Instructions to follow: Exactly as given, write out the lines from the one containing "Point out the skin" through the end of the listing, with both ends included and nothing else.

Working data:
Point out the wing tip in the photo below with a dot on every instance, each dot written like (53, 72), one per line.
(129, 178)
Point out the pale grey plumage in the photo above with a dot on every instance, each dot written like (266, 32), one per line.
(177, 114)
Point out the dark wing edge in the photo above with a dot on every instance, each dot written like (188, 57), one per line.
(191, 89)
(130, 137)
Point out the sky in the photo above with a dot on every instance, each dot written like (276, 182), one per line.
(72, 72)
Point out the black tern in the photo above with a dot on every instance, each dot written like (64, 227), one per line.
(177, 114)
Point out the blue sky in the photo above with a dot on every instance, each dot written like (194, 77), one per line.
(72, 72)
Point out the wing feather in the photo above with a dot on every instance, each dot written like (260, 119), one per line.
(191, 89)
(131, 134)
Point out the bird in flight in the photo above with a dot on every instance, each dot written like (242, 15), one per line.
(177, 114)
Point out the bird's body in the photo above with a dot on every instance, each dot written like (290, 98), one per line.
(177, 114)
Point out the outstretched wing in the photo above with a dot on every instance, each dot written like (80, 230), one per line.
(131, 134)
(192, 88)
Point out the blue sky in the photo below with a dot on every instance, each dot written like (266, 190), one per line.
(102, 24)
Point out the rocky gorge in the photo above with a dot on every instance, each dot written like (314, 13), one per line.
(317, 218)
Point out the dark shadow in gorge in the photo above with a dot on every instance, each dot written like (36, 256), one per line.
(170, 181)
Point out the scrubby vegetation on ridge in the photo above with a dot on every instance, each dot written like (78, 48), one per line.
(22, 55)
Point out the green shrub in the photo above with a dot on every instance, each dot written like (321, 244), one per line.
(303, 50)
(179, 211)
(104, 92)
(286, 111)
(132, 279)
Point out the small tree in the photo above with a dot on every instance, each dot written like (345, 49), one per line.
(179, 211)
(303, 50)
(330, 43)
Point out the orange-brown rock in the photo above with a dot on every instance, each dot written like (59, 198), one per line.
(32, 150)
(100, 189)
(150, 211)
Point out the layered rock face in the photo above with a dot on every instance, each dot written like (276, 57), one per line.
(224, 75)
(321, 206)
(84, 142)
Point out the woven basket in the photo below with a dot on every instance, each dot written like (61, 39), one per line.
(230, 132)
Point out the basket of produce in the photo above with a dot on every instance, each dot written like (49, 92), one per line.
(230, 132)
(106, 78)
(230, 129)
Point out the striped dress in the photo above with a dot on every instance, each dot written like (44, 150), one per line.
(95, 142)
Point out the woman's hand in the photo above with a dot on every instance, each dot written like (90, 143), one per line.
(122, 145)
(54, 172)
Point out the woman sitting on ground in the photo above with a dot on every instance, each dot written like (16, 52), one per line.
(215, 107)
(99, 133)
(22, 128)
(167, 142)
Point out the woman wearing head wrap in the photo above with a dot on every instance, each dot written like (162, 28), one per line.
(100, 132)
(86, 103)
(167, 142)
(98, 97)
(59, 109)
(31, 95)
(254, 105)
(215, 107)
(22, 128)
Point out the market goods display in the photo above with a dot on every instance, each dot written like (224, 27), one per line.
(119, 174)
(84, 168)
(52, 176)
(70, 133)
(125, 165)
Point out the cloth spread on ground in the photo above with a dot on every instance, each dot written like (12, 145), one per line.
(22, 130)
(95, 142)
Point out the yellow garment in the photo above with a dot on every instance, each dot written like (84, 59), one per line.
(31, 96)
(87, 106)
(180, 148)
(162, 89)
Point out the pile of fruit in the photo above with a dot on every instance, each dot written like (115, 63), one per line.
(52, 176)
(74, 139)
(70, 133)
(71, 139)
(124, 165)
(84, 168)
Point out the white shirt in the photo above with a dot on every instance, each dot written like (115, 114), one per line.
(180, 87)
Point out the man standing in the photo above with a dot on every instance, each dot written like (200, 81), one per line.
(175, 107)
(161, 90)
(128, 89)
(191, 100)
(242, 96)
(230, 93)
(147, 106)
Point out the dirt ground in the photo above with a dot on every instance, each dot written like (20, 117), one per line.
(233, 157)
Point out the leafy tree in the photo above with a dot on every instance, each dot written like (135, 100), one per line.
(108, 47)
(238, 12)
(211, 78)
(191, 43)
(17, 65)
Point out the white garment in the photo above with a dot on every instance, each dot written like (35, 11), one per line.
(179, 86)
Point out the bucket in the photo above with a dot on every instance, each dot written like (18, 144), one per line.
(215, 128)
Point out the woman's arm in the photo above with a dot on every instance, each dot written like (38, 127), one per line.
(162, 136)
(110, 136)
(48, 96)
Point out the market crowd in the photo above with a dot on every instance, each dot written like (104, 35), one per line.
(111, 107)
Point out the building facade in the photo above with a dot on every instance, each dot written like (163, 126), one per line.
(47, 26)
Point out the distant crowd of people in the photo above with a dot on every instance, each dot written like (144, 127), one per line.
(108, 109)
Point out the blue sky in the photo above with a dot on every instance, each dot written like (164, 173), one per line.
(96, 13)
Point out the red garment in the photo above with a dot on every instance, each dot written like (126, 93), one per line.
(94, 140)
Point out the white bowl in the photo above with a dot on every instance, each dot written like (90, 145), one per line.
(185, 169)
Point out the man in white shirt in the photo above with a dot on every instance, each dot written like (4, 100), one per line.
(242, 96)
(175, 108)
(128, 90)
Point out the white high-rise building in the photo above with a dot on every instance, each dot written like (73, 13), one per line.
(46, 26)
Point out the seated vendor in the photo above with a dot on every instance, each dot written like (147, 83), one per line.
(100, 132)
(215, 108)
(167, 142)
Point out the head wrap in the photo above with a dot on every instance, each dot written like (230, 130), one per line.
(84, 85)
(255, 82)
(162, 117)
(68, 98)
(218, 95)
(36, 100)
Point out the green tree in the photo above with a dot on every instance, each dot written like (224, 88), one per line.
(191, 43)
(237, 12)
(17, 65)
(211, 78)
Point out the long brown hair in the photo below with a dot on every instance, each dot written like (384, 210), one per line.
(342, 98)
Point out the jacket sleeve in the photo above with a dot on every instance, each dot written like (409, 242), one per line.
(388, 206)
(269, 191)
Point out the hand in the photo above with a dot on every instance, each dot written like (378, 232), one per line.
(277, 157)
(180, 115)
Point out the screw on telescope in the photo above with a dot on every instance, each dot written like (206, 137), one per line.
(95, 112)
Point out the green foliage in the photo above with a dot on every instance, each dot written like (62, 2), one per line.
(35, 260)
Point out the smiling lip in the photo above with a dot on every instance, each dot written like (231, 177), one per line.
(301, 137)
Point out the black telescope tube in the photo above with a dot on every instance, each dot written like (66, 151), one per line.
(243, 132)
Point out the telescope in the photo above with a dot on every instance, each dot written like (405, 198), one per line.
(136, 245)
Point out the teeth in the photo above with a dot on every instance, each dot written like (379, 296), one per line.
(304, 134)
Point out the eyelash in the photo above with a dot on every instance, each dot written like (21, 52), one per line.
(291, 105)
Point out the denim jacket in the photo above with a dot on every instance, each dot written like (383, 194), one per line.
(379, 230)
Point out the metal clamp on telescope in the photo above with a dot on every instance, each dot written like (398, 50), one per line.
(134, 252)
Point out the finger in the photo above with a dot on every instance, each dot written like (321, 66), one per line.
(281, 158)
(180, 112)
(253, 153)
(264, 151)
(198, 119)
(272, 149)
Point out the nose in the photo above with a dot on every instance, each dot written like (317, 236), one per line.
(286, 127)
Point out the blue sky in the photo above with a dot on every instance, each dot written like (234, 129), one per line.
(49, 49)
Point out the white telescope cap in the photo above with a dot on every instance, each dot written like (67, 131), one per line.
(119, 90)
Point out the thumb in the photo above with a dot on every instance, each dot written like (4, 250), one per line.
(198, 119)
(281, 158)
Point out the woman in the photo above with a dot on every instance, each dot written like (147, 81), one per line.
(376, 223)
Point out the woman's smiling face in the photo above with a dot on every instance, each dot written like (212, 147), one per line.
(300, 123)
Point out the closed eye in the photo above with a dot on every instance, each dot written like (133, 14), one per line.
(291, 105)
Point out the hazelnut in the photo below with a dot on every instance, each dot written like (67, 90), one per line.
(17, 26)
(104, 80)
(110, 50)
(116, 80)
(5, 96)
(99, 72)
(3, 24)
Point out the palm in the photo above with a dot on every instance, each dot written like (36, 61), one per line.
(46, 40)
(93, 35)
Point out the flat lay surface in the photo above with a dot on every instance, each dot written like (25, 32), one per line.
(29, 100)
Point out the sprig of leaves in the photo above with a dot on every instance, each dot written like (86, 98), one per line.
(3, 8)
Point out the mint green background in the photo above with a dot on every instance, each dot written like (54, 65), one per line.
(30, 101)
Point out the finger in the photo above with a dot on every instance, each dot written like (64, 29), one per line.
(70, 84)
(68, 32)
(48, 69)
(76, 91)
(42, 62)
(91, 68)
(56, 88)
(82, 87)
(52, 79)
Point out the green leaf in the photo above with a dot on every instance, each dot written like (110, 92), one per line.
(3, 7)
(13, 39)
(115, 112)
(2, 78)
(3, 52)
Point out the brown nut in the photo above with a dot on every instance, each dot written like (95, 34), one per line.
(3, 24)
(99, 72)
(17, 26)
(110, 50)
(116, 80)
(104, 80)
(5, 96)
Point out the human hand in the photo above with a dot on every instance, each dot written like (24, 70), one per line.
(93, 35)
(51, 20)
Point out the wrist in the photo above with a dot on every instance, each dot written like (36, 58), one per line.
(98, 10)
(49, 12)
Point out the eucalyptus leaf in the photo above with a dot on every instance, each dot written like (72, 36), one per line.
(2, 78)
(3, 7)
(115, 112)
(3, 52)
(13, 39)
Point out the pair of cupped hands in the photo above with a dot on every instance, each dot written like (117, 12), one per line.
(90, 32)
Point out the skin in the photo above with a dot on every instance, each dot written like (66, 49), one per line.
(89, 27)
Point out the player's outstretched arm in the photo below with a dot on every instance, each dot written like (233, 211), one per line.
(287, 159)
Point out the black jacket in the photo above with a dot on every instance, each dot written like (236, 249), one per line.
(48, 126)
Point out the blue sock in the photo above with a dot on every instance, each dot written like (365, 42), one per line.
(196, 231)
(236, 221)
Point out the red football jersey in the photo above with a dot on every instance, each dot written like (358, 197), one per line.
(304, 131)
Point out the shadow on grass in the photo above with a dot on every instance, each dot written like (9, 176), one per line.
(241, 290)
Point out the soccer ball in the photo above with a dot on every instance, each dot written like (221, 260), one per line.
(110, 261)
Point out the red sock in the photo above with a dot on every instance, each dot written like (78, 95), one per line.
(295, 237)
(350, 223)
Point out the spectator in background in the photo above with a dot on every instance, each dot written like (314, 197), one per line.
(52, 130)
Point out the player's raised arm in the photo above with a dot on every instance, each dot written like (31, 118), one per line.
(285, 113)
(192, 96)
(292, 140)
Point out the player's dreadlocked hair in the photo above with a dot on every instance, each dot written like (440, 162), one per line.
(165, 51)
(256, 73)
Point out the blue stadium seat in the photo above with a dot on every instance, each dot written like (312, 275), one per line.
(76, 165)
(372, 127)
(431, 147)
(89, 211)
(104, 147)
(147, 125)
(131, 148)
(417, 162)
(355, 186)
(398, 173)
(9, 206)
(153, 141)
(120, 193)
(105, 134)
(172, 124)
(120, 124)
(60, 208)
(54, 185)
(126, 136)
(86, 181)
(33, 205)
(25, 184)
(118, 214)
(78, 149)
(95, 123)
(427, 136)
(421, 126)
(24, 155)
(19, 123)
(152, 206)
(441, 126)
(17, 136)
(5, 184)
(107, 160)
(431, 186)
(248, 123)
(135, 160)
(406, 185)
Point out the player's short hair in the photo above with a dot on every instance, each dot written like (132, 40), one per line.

Output:
Point out the skin in the photo above with a dot on every instance, each dot written like (66, 49), one per line.
(89, 27)
Point out the player's outstretched arm in the photo below with a dot on every instance, each dot written like (233, 211), one per line.
(287, 159)
Point out the black jacket in the photo above with a dot on every instance, each dot written like (236, 249), one per line.
(48, 126)
Point out the blue sock in the photo above with a dot on every instance, each dot written like (365, 42), one per line.
(196, 231)
(236, 221)
Point out the red football jersey in the photo above with a dot on every instance, each dot written like (358, 197), one per line.
(304, 131)
Point out the shadow on grass in the photo above with a dot on every instance, each dot written like (9, 176), one per line.
(241, 290)
Point out the soccer ball in the photo above with a dot on every instance, each dot written like (221, 260), one per line.
(110, 261)
Point out the red sock in the photo above with a dot on every instance, each dot written like (78, 95), one per line.
(295, 237)
(350, 223)
Point out the spectator in background in the photo above with a dot on every instance, each dot written like (314, 197), one per line.
(52, 130)
Point out the player's raised arm in the photo above with a dot on every instance, each dot written like (31, 118), one per line.
(285, 113)
(192, 96)
(292, 140)
Point out the player's dreadlocked hair in the photo above with a dot on every instance, each dot written like (440, 162), one per line.
(165, 51)
(256, 73)
Point out the blue stadium seat in the photo above with a dot on every instance, each dot written like (312, 275), one per line.
(76, 165)
(372, 127)
(431, 147)
(89, 211)
(104, 147)
(147, 125)
(131, 148)
(417, 162)
(355, 186)
(398, 173)
(9, 206)
(153, 141)
(120, 193)
(105, 134)
(172, 124)
(120, 124)
(60, 208)
(54, 185)
(126, 136)
(86, 181)
(33, 205)
(25, 184)
(118, 214)
(78, 149)
(95, 123)
(427, 136)
(421, 126)
(24, 155)
(19, 123)
(152, 206)
(441, 126)
(17, 136)
(5, 184)
(107, 160)
(431, 186)
(248, 123)
(135, 160)
(406, 185)
Point out the player's short hair in the photo above with a dot on every instance, each dot written like (132, 40), one per line.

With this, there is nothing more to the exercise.